== WHAT YOU ARE ASKED TO DO ==
Below are the records. Transcribe them exactly.
════
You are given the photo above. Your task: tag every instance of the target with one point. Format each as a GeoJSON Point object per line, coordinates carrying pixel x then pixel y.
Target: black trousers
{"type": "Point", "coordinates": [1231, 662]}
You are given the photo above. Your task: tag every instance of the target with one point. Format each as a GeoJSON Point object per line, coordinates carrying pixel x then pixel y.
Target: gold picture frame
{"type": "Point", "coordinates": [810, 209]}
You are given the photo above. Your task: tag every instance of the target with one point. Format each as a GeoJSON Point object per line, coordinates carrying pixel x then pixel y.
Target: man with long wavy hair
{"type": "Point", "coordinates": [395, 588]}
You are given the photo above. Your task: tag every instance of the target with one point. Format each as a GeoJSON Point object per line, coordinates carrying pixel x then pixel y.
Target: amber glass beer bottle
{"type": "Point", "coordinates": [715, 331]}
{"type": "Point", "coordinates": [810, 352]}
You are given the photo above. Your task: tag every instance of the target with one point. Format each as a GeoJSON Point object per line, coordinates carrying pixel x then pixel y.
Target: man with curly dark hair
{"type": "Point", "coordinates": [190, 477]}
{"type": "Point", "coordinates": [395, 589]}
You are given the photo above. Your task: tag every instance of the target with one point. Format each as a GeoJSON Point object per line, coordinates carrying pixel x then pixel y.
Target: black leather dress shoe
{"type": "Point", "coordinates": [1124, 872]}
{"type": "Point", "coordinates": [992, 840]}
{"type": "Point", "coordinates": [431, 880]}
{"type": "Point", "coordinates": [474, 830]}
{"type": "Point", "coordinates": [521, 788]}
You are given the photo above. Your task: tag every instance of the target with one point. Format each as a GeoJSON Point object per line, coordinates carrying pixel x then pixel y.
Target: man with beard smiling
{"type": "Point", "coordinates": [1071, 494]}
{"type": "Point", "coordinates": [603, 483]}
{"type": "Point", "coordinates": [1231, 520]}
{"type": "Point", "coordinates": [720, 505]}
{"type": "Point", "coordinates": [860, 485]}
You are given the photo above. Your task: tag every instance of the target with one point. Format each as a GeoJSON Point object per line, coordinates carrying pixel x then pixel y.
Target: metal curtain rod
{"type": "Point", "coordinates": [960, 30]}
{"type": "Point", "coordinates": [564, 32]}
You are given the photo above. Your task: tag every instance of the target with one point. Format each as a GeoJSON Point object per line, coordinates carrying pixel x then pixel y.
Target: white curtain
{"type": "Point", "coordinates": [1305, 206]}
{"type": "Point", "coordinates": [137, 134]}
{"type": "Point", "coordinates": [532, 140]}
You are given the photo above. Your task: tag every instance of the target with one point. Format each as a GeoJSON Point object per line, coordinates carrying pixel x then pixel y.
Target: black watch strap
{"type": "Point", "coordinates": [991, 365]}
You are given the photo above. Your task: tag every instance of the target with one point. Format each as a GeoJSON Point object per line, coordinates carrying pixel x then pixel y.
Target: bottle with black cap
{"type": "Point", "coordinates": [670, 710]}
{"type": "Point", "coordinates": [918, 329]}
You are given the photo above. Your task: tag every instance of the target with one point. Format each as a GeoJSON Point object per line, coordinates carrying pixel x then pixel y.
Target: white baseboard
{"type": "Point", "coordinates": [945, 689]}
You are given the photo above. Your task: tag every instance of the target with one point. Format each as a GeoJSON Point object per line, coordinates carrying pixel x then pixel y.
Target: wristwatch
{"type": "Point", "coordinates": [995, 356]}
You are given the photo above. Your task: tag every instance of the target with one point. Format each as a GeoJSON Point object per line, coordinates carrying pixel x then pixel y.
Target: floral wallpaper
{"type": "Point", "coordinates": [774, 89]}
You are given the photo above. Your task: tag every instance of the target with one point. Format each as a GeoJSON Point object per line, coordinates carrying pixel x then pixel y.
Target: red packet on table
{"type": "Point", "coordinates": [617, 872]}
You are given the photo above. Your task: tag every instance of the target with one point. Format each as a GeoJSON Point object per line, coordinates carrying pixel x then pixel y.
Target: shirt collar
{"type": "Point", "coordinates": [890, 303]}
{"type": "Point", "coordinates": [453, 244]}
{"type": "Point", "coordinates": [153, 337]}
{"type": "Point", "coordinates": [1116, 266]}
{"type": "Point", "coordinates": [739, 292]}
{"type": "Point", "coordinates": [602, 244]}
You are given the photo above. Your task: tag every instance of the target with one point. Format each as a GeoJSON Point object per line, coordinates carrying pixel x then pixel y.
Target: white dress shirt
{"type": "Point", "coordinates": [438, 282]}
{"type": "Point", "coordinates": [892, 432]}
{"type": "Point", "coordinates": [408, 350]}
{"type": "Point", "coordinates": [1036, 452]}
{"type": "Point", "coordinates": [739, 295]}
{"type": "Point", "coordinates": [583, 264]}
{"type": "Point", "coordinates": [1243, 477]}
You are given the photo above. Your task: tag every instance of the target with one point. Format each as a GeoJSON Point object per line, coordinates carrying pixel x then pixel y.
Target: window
════
== EXERCISE OUTPUT ==
You are given the photo above. Your task: tag every instance of the target with one point. Format each as a GeoJSON Point object per line, coordinates carrying pixel x then pixel y.
Target: black trousers
{"type": "Point", "coordinates": [1231, 662]}
You are given the photo above. Your task: tag every instance of the target with one point. Format each as a GeoJSON Point object per line, coordinates carrying pixel x then pixel y.
Target: gold picture frame
{"type": "Point", "coordinates": [810, 209]}
You are given the photo above. Your task: tag every instance of the target with one point. Format each as a GeoJSON Point object per line, coordinates carrying pixel x then pixel y.
Target: man with long wavy hair
{"type": "Point", "coordinates": [395, 588]}
You are given the photo above. Your task: tag every instance of the target with one point. Format each as a GeoJSON Point object per line, coordinates carrying pixel x then pixel y.
Target: amber glass beer bottle
{"type": "Point", "coordinates": [715, 331]}
{"type": "Point", "coordinates": [810, 352]}
You are given the photo above. Your task: tag every instance of the target with one point. Format each as a GeoJSON Point object per line, coordinates carrying pixel x then pixel y.
Target: man with curly dark hair
{"type": "Point", "coordinates": [190, 477]}
{"type": "Point", "coordinates": [395, 589]}
You are given the photo above. Your task: tag every instance of the target with one point. Format each as a GeoJSON Point object per line, coordinates carrying pixel x then pixel y.
Target: black leather dress shoe
{"type": "Point", "coordinates": [1124, 872]}
{"type": "Point", "coordinates": [992, 840]}
{"type": "Point", "coordinates": [431, 880]}
{"type": "Point", "coordinates": [474, 830]}
{"type": "Point", "coordinates": [521, 788]}
You are given the photo above. Your task: tag every instance of the target with one point. Format each as a GeoJSON Point object per line, coordinates carrying pixel x then pixel y.
Target: man with beard smiling
{"type": "Point", "coordinates": [1071, 494]}
{"type": "Point", "coordinates": [603, 483]}
{"type": "Point", "coordinates": [1231, 520]}
{"type": "Point", "coordinates": [720, 505]}
{"type": "Point", "coordinates": [860, 485]}
You are given the photo above. Your task: tag every instance of the target with one point. Format each as a GeoJSON Point object per line, coordinates carrying pixel x then pixel y.
Target: metal curtain rod
{"type": "Point", "coordinates": [960, 30]}
{"type": "Point", "coordinates": [564, 32]}
You are given the photo above. Your task: tag every instance of the target with one point. Format each as a GeoJSON Point object per line, coordinates carrying pixel x then pixel y.
Target: white curtain
{"type": "Point", "coordinates": [1305, 206]}
{"type": "Point", "coordinates": [137, 134]}
{"type": "Point", "coordinates": [532, 140]}
You are given the photo above. Your task: tag every instance of the target with one point. Format each as a GeoJSON Point object per line, coordinates carrying pixel x then pixel y.
Target: black watch strap
{"type": "Point", "coordinates": [991, 365]}
You are given the photo above. Your task: tag every instance of the target with one point. Format each as a GeoJSON Point object per line, coordinates carrying pixel x then pixel y.
Target: bottle with black cap
{"type": "Point", "coordinates": [670, 710]}
{"type": "Point", "coordinates": [918, 329]}
You are given the photo above. Your task: tag every instance of the target with one point. Format each as a GeoJSON Point object per line, coordinates carrying pixel x then pixel y.
Target: white baseboard
{"type": "Point", "coordinates": [945, 689]}
You are given the photo above. Your task: tag every instance of the target with one point. Format each as a GeoJSON Point object per line, coordinates carrying pixel x then pixel y.
Target: wristwatch
{"type": "Point", "coordinates": [995, 356]}
You are given the photo above. Your task: tag every instance of the target with one point. Format each as a GeoJSON Point object per line, coordinates carrying pixel x then pixel y.
Target: floral wallpaper
{"type": "Point", "coordinates": [774, 89]}
You are given the photo above. Your task: tag every instance of the target with one point. Format each as a GeoJSON Point object per line, coordinates carrying pixel x then pixel y.
Target: red packet on table
{"type": "Point", "coordinates": [617, 872]}
You are given the photo above. Your task: tag every instance of the target with one point. Format each as a GeoJSON Point object per line, coordinates carrying pixel x then pixel y.
Target: shirt collar
{"type": "Point", "coordinates": [890, 303]}
{"type": "Point", "coordinates": [453, 244]}
{"type": "Point", "coordinates": [153, 337]}
{"type": "Point", "coordinates": [1116, 266]}
{"type": "Point", "coordinates": [739, 292]}
{"type": "Point", "coordinates": [602, 244]}
You are given the photo above. Your task: tag every instance of the target with one point. Format each as a GeoJSON Point object per line, coordinates carrying pixel x then pixel y.
Target: white dress shirt
{"type": "Point", "coordinates": [438, 282]}
{"type": "Point", "coordinates": [892, 432]}
{"type": "Point", "coordinates": [408, 350]}
{"type": "Point", "coordinates": [1036, 452]}
{"type": "Point", "coordinates": [739, 295]}
{"type": "Point", "coordinates": [583, 264]}
{"type": "Point", "coordinates": [1243, 477]}
You are given the photo above. Your task: tag every instance of the target with one point. Format each as a GeoJSON Point object per line, coordinates carrying pixel x then pixel y.
Target: window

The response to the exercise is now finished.